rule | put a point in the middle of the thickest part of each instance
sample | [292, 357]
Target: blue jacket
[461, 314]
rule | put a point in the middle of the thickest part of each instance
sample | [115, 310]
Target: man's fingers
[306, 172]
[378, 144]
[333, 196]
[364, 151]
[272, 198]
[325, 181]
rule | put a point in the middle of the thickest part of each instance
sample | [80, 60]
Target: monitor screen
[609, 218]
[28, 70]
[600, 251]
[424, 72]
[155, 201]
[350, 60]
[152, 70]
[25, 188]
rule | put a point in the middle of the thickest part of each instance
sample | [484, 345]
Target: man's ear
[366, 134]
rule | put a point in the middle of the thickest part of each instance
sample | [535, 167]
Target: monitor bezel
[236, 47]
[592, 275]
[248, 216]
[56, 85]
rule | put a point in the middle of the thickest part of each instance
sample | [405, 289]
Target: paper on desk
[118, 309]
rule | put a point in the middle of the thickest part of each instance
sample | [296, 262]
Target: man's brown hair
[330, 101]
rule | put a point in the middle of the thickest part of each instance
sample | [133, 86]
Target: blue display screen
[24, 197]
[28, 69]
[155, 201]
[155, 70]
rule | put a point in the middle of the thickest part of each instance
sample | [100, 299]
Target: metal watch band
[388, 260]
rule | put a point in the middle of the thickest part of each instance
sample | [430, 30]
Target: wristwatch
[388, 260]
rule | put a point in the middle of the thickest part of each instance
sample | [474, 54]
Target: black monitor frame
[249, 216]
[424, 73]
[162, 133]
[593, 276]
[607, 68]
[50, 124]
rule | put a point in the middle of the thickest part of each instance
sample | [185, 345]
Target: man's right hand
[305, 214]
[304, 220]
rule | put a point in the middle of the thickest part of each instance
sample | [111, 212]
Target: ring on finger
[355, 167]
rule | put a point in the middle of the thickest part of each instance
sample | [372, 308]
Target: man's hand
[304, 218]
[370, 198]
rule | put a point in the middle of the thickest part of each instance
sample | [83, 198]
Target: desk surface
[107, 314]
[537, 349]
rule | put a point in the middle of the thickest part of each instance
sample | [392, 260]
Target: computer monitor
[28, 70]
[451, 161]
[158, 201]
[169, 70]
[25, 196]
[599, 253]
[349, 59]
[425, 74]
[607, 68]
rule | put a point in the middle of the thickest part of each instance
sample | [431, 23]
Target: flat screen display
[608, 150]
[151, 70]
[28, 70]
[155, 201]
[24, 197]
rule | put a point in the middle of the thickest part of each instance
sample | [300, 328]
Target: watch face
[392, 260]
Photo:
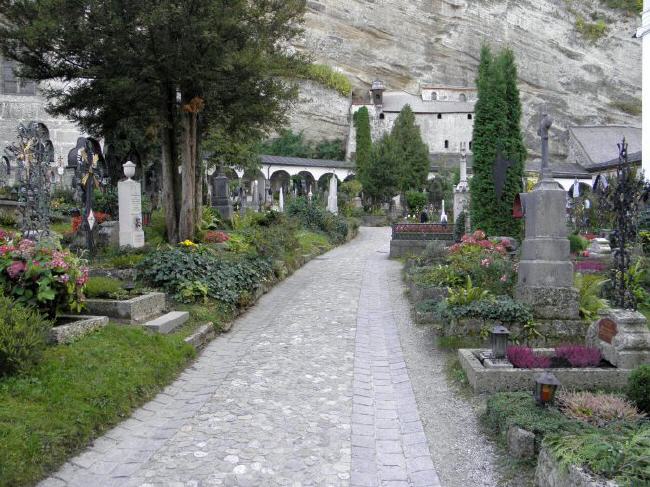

************

Given instruction =
Extract each line from the entries above that contains the string "blue", treating uppercase and lowercase letters as different.

Result =
Target: blue jacket
Target: blue display screen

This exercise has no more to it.